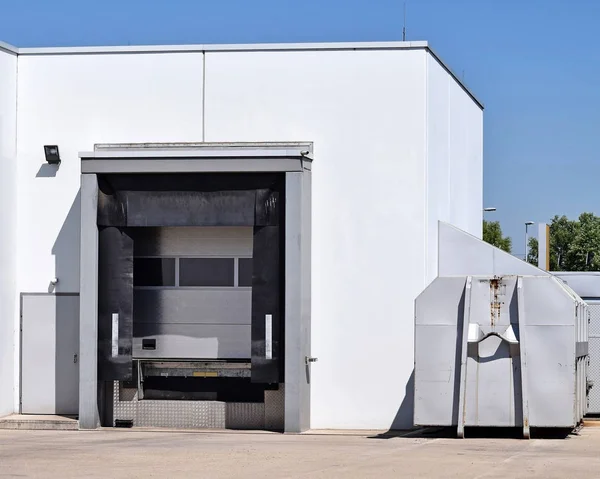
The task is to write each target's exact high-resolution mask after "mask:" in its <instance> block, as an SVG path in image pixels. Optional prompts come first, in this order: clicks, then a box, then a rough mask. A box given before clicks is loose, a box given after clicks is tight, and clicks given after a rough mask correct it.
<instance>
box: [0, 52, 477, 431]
mask: <svg viewBox="0 0 600 479" xmlns="http://www.w3.org/2000/svg"><path fill="white" fill-rule="evenodd" d="M482 119H483V107H482V104H481V103H480V102H479V101H478V100H477V99H476V98H475V97H474V96H473V95H472V94H471V93H470V92H469V90H468V89H467V88H466V87H465V86H464V85H463V84H462V83H461V81H460V80H459V79H458V78H457V77H456V76H455V75H453V74H452V72H451V71H450V69H449V68H448V67H447V66H446V65H445V64H444V63H443V62H442V60H441V59H440V58H439V57H438V56H437V55H436V54H435V53H434V52H433V51H432V50H431V48H430V47H429V46H428V44H427V43H426V42H393V43H358V44H354V43H352V44H350V43H348V44H344V43H341V44H301V45H296V44H290V45H285V44H282V45H221V46H216V45H197V46H144V47H106V48H103V47H81V48H21V49H19V48H15V47H12V46H9V45H6V44H0V167H1V171H2V174H1V175H0V205H1V206H0V224H1V225H2V226H1V228H0V264H1V265H2V267H1V268H0V417H1V416H6V415H10V414H14V413H23V414H73V415H78V416H79V427H81V428H95V427H98V426H100V425H115V424H118V423H121V424H127V423H129V424H132V425H134V426H137V425H140V426H144V425H151V426H173V427H187V426H189V427H233V428H237V427H240V428H244V427H246V428H267V429H281V430H285V431H288V432H299V431H303V430H306V429H309V428H312V429H386V428H407V427H410V426H412V424H413V406H412V405H413V398H412V394H413V393H412V374H413V366H414V359H413V353H414V301H415V298H416V297H417V296H418V295H419V294H420V293H421V291H423V289H424V288H425V287H426V286H427V285H428V284H429V283H430V282H431V281H432V280H433V279H434V278H435V277H436V276H437V272H438V264H437V255H438V222H439V221H444V222H447V223H450V224H451V225H453V226H455V227H457V228H459V229H461V230H464V231H466V232H468V233H470V234H472V235H474V236H476V237H481V227H482V224H481V223H482V221H481V220H482V189H483V120H482ZM45 147H46V148H45ZM58 158H60V163H59V164H57V163H56V161H58ZM316 359H318V361H316ZM157 418H158V419H157Z"/></svg>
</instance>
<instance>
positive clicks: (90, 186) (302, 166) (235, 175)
mask: <svg viewBox="0 0 600 479" xmlns="http://www.w3.org/2000/svg"><path fill="white" fill-rule="evenodd" d="M311 151H312V145H311V144H308V143H304V144H301V143H276V144H176V145H174V144H169V145H164V144H162V145H156V144H153V145H105V146H97V147H96V149H95V151H94V152H91V153H81V154H80V157H81V159H82V167H81V171H82V178H81V205H82V208H81V266H80V287H81V293H80V294H81V301H80V305H81V306H80V331H81V332H80V351H81V353H80V354H81V359H80V394H79V401H80V402H79V418H80V427H81V428H85V429H87V428H95V427H98V425H100V423H101V420H102V417H103V409H104V407H103V406H104V402H106V401H107V400H106V399H104V400H102V399H100V400H99V399H98V398H99V397H100V398H105V397H106V396H107V391H105V390H104V388H105V387H106V386H107V385H108V384H110V383H111V382H112V381H114V380H119V381H127V380H131V379H132V378H133V369H132V360H133V355H134V354H137V355H141V352H140V351H142V350H143V349H139V348H137V347H135V349H134V336H139V337H138V340H143V339H144V338H143V337H142V336H145V332H144V331H142V332H141V333H140V334H141V336H140V334H137V335H136V333H135V332H134V329H135V327H134V324H133V323H134V313H133V304H134V301H133V298H134V285H133V282H132V277H133V271H132V270H133V256H134V239H133V238H134V237H135V236H136V233H134V232H133V231H132V230H131V229H132V228H142V229H145V228H147V227H180V226H194V227H203V226H226V227H252V228H253V231H254V233H253V256H254V275H253V279H252V320H251V325H250V329H251V348H248V349H251V354H250V356H251V357H250V359H251V377H252V381H253V382H255V383H265V384H266V383H269V384H272V383H278V382H279V383H282V384H285V412H284V424H285V426H284V429H285V430H286V431H289V432H299V431H302V430H305V429H307V428H308V424H309V398H310V390H309V387H310V385H309V378H310V375H309V373H307V370H308V366H307V364H308V359H309V358H310V166H311V161H312V160H311V159H310V157H311ZM273 252H276V254H273ZM277 252H279V253H277ZM99 259H100V261H99ZM178 264H179V266H180V268H181V263H178ZM238 274H239V273H238ZM283 278H285V280H283ZM142 329H143V328H142ZM138 331H139V328H138ZM146 336H151V335H146ZM146 339H154V340H155V341H156V342H158V340H157V339H156V338H146ZM248 339H250V338H248ZM136 341H137V340H136ZM136 344H137V343H136ZM284 344H285V350H284ZM234 349H235V348H234ZM172 350H173V349H172V348H171V351H172ZM198 350H199V351H204V352H202V353H201V354H203V355H204V356H210V354H209V353H206V350H203V349H202V348H199V349H198ZM240 351H241V350H239V349H238V352H237V353H235V352H234V353H229V354H232V355H233V356H235V355H236V354H241V353H240ZM165 355H167V356H172V353H165V354H164V355H163V354H161V353H158V354H157V359H164V356H165ZM216 358H219V356H218V355H216ZM179 359H180V358H179ZM198 359H206V357H202V358H198Z"/></svg>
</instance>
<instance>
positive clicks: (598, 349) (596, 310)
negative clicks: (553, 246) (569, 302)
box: [552, 271, 600, 416]
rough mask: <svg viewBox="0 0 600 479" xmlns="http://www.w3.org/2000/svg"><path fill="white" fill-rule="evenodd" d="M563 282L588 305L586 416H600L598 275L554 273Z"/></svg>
mask: <svg viewBox="0 0 600 479" xmlns="http://www.w3.org/2000/svg"><path fill="white" fill-rule="evenodd" d="M552 274H554V275H555V276H557V277H558V278H560V279H561V280H563V281H564V282H565V283H566V284H567V285H568V286H569V287H570V288H571V289H572V290H574V291H575V292H576V293H577V294H578V295H579V296H581V297H582V298H583V300H584V301H585V302H586V303H587V304H588V310H589V312H590V331H589V332H590V334H589V353H590V358H589V361H590V362H589V370H588V375H589V379H590V381H591V382H592V383H593V386H592V388H591V389H590V393H589V397H588V415H590V416H591V415H594V416H597V415H600V273H598V272H594V271H588V272H584V271H573V272H566V271H556V272H552Z"/></svg>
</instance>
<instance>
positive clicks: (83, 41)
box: [0, 0, 600, 254]
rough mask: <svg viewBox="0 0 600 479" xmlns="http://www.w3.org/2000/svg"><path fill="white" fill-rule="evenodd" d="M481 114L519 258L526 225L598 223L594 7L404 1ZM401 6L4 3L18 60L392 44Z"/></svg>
mask: <svg viewBox="0 0 600 479" xmlns="http://www.w3.org/2000/svg"><path fill="white" fill-rule="evenodd" d="M406 4H407V17H408V21H407V26H408V28H407V38H408V39H409V40H428V41H429V42H430V44H431V45H432V46H433V48H434V49H435V50H437V52H438V53H439V54H440V55H441V56H442V58H444V60H445V61H446V62H447V63H448V64H449V65H450V66H451V68H453V69H454V70H455V71H456V72H457V73H458V74H459V75H462V74H463V72H464V76H465V81H466V83H467V85H468V86H469V87H470V88H471V89H472V90H473V91H474V92H475V94H476V95H477V96H478V97H479V98H480V99H481V100H482V101H483V102H484V103H485V106H486V110H485V126H484V130H485V149H484V163H485V166H484V176H485V180H484V199H485V205H486V206H495V207H497V208H498V211H497V212H496V213H489V214H487V217H488V218H489V219H497V220H499V221H500V222H501V224H502V226H503V229H504V230H505V232H506V233H508V234H509V235H510V236H512V238H513V245H514V246H513V252H514V253H517V254H518V253H523V250H524V222H525V221H527V220H532V221H536V222H537V221H546V220H549V219H550V218H551V217H552V216H553V215H554V214H566V215H567V216H570V217H576V216H577V215H578V214H579V213H581V212H583V211H592V212H595V213H600V208H599V207H598V206H599V205H600V161H598V156H599V152H600V147H599V143H600V53H599V52H600V35H599V34H598V24H599V21H600V1H597V0H570V1H568V0H504V1H502V0H407V2H406ZM402 5H403V0H393V1H392V0H295V1H292V0H145V1H140V0H102V1H90V0H77V1H75V0H18V1H17V0H0V40H2V41H5V42H7V43H11V44H14V45H16V46H20V47H28V46H69V45H126V44H181V43H255V42H312V41H376V40H400V39H401V37H402V17H403V14H402V9H403V8H402Z"/></svg>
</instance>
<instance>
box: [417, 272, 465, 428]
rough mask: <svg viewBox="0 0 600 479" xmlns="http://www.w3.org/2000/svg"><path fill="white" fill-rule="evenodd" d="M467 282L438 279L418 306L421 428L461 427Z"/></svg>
mask: <svg viewBox="0 0 600 479" xmlns="http://www.w3.org/2000/svg"><path fill="white" fill-rule="evenodd" d="M464 290H465V278H437V279H435V280H434V281H433V282H432V283H431V284H430V285H429V286H428V287H427V289H426V290H425V291H424V292H423V293H422V294H421V295H419V297H418V298H417V300H416V303H415V321H416V331H415V377H414V379H415V416H414V423H415V424H417V425H447V426H450V425H452V424H456V423H457V417H458V416H457V415H458V410H457V407H458V395H459V390H458V388H459V383H458V375H459V374H460V352H461V341H462V324H463V315H464V301H465V298H464Z"/></svg>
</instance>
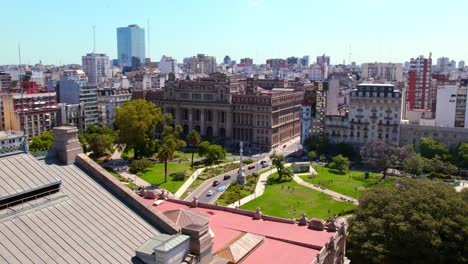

========================================

■ **What you will do**
Please reproduce everything from the start of the listing down to the line containing "box: [0, 52, 477, 431]", swapping "rough mask" for "coarse mask" and keeping everything else unchanged; omit the pictures.

■ **Expected output**
The task is to write each target's exact high-resolution mask after "mask:" in its <instance> block, as an SVG path in image pixels. Optional prompts come first, in this order: clicks, then a box, then a coarse mask. A box given before clicks is loose, a box given after clicks is tight, and clicks given after a coarse mask correct it.
<instance>
box: [0, 52, 477, 431]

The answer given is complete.